* Given records:
----

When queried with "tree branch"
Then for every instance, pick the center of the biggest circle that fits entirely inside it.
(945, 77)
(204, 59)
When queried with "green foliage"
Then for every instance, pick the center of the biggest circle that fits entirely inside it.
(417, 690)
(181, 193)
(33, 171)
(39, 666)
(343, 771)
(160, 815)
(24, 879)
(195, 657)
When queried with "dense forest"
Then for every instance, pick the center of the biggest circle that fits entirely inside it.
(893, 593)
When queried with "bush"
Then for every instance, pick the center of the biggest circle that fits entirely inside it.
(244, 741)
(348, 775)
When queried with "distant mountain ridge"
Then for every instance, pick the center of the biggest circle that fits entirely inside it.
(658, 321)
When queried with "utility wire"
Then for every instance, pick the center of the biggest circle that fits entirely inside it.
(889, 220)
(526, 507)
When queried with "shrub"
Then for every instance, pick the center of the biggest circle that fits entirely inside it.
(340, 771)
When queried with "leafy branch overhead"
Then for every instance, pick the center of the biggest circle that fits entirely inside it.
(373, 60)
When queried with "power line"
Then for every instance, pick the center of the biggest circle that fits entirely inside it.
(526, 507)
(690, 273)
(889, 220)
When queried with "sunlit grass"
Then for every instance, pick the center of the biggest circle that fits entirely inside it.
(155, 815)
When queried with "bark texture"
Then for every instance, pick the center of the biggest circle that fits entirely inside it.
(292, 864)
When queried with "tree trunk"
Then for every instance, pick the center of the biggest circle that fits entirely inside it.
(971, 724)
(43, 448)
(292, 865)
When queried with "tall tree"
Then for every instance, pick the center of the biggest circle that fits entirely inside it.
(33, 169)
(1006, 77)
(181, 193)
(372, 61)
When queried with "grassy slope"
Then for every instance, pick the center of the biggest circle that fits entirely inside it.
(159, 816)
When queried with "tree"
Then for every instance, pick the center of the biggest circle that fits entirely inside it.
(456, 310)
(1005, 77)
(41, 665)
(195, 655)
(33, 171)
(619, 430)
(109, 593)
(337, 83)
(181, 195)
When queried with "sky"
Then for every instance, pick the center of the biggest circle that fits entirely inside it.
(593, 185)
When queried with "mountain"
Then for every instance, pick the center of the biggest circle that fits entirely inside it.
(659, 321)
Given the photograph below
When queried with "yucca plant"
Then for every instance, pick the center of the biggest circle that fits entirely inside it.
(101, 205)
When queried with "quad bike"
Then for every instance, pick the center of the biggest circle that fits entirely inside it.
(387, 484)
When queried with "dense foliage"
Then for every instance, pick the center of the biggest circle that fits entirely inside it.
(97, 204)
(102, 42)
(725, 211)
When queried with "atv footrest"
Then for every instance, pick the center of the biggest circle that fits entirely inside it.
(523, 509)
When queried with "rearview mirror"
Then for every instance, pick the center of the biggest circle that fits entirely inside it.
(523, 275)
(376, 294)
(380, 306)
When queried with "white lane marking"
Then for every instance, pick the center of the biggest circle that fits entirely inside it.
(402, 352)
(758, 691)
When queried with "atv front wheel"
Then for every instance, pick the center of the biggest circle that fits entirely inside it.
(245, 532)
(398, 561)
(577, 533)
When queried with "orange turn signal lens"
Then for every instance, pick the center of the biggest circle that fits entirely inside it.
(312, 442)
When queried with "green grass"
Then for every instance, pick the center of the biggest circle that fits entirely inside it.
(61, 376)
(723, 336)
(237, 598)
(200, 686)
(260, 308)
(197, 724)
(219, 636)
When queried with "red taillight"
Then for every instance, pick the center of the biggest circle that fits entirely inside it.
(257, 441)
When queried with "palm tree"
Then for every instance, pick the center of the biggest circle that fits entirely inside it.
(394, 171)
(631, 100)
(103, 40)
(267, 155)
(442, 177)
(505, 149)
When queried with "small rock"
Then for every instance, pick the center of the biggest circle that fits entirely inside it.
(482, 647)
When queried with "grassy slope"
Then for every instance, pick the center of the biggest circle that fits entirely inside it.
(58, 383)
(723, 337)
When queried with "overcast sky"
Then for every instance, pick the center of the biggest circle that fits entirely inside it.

----

* Exercise task: Count the lines of the listing above that contain the string "branch", and give only the number.

* Worked solution: 2